— OBJECTIVE —
Put the rows below, from the first one through the line containing "xmin=759 ymin=297 xmax=828 ymax=377", into a two-column CSV with the header text,answer and one line per row. Place each row's text and its answer in their own double-quoted fields, replacing line breaks with spaces.
---- PROVIDED DATA
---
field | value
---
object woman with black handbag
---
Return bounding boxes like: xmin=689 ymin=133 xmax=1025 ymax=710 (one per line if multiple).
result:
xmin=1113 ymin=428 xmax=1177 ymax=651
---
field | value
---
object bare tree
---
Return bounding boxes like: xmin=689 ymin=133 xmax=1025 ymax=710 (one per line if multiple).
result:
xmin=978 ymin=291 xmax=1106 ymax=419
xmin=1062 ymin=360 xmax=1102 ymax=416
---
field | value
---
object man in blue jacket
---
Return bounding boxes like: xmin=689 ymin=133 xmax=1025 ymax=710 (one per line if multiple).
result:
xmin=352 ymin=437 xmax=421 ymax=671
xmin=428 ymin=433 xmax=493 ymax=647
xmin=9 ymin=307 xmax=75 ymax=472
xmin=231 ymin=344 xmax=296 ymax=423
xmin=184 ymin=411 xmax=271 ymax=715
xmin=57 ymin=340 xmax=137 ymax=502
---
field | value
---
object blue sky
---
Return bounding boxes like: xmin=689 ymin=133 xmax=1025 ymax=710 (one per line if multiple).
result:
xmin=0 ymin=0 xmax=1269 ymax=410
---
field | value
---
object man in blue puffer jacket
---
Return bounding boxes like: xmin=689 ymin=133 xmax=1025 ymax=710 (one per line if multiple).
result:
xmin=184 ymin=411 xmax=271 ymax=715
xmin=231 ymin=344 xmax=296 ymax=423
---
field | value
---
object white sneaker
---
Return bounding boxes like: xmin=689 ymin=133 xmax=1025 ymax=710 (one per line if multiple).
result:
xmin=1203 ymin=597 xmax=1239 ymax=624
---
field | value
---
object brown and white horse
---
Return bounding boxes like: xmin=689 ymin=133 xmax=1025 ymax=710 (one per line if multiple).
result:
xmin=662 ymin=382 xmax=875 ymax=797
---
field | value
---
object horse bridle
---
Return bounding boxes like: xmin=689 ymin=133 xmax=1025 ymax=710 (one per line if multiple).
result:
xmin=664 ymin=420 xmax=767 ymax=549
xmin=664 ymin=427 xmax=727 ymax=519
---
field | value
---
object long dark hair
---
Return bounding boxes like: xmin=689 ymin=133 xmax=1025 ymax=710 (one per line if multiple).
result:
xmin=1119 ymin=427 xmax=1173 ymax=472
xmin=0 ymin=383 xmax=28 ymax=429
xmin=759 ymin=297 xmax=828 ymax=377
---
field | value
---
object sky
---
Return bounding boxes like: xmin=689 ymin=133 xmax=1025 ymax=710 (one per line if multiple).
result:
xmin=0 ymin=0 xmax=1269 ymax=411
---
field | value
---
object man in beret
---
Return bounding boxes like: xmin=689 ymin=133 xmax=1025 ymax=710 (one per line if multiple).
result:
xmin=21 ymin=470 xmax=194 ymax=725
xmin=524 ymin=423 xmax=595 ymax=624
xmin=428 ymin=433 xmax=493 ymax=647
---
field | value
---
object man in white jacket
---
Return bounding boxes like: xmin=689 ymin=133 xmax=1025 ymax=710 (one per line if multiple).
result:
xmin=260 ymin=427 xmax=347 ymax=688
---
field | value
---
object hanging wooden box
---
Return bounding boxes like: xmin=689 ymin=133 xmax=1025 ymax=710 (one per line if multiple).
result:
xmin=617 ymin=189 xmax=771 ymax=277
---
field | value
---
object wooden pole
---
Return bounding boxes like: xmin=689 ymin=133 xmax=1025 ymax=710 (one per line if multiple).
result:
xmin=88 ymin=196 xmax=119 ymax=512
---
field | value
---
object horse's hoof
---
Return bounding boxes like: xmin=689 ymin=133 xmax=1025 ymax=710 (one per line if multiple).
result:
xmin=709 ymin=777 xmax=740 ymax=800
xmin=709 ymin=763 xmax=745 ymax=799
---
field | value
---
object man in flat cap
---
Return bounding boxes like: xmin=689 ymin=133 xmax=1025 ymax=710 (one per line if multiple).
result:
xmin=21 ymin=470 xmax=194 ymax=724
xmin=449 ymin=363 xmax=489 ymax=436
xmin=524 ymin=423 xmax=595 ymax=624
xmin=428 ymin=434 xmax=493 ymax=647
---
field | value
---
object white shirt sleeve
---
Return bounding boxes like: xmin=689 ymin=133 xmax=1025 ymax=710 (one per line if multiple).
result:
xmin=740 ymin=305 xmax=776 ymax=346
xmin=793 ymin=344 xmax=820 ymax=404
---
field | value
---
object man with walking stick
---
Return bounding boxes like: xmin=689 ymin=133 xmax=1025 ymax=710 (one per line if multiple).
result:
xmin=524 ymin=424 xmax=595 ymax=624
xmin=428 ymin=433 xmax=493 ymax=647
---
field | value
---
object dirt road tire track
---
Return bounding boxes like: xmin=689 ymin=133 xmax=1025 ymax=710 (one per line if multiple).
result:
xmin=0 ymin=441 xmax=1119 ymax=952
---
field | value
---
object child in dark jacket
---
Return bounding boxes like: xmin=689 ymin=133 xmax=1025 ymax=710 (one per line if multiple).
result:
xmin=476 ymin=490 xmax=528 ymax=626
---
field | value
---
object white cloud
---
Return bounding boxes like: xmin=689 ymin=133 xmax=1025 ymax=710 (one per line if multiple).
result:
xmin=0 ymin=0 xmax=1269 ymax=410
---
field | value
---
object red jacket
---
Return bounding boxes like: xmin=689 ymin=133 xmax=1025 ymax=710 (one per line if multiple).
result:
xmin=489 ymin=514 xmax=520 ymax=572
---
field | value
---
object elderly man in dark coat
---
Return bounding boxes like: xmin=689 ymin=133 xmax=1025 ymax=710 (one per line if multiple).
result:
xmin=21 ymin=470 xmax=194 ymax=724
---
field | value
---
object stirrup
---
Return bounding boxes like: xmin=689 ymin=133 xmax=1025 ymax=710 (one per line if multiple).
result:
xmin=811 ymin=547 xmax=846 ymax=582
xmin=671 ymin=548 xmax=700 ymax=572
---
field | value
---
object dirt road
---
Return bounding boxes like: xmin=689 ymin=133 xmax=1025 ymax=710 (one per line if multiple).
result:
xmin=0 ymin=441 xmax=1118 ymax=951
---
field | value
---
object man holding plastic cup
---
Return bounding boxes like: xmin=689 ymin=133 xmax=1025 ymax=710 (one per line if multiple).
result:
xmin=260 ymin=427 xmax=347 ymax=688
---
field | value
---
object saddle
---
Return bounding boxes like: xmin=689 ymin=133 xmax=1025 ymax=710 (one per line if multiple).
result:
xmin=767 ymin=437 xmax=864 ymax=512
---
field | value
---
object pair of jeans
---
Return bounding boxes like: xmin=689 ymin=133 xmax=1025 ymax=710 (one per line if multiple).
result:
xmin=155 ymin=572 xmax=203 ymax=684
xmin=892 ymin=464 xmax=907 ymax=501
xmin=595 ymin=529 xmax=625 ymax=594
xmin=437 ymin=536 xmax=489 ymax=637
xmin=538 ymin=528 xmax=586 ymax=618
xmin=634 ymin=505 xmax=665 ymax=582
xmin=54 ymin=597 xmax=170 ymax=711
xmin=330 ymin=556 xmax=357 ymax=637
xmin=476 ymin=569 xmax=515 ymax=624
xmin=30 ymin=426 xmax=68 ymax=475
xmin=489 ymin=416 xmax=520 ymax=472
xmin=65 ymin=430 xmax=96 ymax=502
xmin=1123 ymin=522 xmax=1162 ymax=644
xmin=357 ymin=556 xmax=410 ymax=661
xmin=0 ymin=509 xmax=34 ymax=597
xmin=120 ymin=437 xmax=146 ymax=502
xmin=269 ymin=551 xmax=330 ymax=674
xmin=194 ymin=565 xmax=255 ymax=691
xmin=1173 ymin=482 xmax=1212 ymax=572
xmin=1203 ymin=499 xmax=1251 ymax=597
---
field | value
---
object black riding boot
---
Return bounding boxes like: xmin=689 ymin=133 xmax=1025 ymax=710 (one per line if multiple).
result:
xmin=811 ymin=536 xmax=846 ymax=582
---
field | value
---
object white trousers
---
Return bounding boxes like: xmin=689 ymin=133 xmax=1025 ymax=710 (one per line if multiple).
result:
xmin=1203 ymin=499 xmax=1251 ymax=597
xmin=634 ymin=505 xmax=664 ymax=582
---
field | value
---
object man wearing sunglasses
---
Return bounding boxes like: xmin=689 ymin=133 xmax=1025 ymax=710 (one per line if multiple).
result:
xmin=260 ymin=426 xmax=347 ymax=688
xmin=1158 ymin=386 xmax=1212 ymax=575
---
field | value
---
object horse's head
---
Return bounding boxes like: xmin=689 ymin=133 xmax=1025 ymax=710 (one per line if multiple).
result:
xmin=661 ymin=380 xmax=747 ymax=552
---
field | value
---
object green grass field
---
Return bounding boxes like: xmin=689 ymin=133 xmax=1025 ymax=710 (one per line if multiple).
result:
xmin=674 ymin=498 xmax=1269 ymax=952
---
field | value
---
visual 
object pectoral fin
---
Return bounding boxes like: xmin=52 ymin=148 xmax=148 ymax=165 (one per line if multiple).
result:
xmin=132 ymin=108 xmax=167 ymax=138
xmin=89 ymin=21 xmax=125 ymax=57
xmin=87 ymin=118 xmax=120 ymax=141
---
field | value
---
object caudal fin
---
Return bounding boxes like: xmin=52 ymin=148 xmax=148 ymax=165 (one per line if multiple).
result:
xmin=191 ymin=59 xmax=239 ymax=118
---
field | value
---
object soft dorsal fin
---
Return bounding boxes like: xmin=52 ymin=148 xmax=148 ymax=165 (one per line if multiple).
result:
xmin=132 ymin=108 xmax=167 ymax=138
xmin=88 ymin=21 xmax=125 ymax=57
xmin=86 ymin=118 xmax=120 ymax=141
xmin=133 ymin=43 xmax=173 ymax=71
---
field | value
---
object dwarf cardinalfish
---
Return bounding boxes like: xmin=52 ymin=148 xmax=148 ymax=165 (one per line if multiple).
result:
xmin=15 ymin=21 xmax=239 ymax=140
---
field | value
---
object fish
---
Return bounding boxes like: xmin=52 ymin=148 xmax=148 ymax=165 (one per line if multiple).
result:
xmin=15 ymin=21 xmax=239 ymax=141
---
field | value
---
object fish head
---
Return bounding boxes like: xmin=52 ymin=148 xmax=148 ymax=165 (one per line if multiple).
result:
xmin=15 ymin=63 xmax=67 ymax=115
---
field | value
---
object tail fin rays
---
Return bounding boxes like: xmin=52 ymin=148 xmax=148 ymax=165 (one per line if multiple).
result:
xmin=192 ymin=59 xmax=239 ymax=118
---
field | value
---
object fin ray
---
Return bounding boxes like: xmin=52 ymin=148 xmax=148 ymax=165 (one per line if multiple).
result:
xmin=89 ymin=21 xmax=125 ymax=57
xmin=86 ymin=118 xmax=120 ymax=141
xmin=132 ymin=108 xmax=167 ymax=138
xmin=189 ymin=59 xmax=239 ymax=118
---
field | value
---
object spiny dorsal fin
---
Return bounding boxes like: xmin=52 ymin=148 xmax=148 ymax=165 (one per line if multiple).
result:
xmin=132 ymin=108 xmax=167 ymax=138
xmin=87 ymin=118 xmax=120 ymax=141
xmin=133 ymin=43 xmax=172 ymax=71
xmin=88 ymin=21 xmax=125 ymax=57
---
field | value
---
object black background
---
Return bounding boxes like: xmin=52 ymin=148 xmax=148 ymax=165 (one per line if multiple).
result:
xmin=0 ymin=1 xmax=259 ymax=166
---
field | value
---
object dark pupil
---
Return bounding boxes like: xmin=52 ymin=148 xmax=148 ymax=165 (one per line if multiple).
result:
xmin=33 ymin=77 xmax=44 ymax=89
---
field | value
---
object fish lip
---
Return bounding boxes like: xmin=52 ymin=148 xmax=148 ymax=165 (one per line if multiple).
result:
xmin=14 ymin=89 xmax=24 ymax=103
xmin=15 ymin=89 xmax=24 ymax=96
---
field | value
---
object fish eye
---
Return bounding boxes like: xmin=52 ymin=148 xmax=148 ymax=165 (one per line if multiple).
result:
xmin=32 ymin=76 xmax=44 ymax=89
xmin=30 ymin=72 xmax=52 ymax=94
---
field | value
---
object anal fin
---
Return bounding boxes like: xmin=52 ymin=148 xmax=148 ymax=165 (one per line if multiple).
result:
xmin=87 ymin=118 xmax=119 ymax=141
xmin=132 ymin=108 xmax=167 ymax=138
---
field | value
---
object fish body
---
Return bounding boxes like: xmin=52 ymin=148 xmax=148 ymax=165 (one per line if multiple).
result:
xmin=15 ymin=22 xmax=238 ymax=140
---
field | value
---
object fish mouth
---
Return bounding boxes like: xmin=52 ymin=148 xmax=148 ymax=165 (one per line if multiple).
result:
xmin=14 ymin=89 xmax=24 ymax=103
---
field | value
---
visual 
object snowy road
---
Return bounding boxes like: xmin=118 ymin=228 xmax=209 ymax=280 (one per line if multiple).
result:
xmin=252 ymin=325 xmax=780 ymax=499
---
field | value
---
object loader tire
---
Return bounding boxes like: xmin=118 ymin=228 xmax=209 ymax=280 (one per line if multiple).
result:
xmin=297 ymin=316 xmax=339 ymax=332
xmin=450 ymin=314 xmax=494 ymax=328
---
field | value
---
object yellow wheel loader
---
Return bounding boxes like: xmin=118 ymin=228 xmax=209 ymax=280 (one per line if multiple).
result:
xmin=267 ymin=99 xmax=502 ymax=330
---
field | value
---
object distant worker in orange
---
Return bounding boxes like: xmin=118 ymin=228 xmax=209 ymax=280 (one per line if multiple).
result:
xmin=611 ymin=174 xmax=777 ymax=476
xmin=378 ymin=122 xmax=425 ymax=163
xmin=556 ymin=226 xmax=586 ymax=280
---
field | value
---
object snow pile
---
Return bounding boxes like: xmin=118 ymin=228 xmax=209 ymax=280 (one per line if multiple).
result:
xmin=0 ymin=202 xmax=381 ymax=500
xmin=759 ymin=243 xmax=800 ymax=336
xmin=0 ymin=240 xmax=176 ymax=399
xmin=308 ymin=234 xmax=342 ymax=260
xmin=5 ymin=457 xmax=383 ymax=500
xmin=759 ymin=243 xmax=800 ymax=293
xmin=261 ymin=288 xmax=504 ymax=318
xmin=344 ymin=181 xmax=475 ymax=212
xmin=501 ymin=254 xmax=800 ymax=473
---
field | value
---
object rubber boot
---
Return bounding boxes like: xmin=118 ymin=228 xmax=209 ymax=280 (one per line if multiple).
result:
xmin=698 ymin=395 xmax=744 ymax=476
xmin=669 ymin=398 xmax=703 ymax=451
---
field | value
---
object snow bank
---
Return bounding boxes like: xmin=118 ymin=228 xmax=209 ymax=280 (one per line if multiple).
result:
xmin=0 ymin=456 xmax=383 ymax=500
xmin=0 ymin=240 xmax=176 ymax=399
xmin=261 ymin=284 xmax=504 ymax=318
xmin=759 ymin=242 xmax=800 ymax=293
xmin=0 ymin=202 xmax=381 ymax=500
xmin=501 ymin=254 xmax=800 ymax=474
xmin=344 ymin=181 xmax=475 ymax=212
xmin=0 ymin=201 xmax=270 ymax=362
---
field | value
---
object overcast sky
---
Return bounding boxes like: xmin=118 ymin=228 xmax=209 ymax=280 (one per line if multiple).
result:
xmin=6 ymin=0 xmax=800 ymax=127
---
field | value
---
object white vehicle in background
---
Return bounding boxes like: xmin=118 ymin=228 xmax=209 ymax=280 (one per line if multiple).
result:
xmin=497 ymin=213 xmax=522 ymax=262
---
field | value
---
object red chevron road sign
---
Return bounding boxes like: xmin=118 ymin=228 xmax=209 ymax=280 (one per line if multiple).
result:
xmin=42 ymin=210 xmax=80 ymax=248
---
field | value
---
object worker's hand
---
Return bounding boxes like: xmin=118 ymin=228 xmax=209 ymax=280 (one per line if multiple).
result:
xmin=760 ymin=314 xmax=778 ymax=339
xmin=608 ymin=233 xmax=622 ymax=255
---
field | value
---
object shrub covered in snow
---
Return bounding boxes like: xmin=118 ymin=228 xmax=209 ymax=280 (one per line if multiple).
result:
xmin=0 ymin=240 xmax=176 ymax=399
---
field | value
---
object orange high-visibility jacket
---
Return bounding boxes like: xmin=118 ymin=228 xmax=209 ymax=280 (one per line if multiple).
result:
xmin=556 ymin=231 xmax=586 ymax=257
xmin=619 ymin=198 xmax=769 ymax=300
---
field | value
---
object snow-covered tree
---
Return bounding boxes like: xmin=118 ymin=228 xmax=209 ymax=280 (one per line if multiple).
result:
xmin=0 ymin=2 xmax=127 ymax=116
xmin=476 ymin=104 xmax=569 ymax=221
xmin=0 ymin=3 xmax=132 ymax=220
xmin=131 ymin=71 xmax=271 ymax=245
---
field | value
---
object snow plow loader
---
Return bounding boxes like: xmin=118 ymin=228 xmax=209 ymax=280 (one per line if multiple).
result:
--------
— SOLUTION TO THIS PROBLEM —
text,answer
"--- field | value --- object woman with black handbag --- Return bounding boxes like: xmin=689 ymin=133 xmax=1025 ymax=710 (one per line if multiple). result:","xmin=1113 ymin=428 xmax=1177 ymax=651"
"--- field | value --- object bare tree --- Return bounding boxes like: xmin=689 ymin=133 xmax=1025 ymax=710 (one per line if multiple). result:","xmin=978 ymin=291 xmax=1106 ymax=419 xmin=1062 ymin=360 xmax=1102 ymax=416"
"--- field | value --- object man in blue jacket --- Return bounding boxes like: xmin=689 ymin=133 xmax=1025 ymax=710 (one per line if multiple). result:","xmin=352 ymin=437 xmax=421 ymax=671 xmin=428 ymin=433 xmax=493 ymax=647 xmin=9 ymin=307 xmax=75 ymax=472 xmin=231 ymin=344 xmax=296 ymax=423 xmin=184 ymin=411 xmax=271 ymax=715 xmin=57 ymin=340 xmax=137 ymax=502"
"--- field | value --- object blue sky --- Return bounding boxes like: xmin=689 ymin=133 xmax=1025 ymax=710 (one per line if multiple). result:","xmin=0 ymin=0 xmax=1269 ymax=410"
"--- field | value --- object man in blue puffer jacket --- Return bounding boxes like: xmin=689 ymin=133 xmax=1025 ymax=710 (one per line if multiple). result:","xmin=184 ymin=411 xmax=271 ymax=715 xmin=231 ymin=344 xmax=296 ymax=423"
"--- field | value --- object white sneaker --- Return bounding boxes like: xmin=689 ymin=133 xmax=1025 ymax=710 (one per line if multiple). result:","xmin=1203 ymin=597 xmax=1239 ymax=624"
"--- field | value --- object brown and white horse --- Return bounding boxes like: xmin=689 ymin=133 xmax=1025 ymax=710 (one per line if multiple). result:","xmin=662 ymin=382 xmax=875 ymax=797"
"--- field | value --- object horse bridle --- Return bounding boxes like: xmin=689 ymin=133 xmax=1025 ymax=710 (one per line if multiple). result:","xmin=664 ymin=420 xmax=767 ymax=549 xmin=664 ymin=427 xmax=727 ymax=519"
"--- field | value --- object long dark hair --- Return bounding boxes like: xmin=689 ymin=133 xmax=1025 ymax=710 (one per line if multiple). result:","xmin=1119 ymin=427 xmax=1173 ymax=472 xmin=0 ymin=383 xmax=28 ymax=429 xmin=759 ymin=297 xmax=828 ymax=377"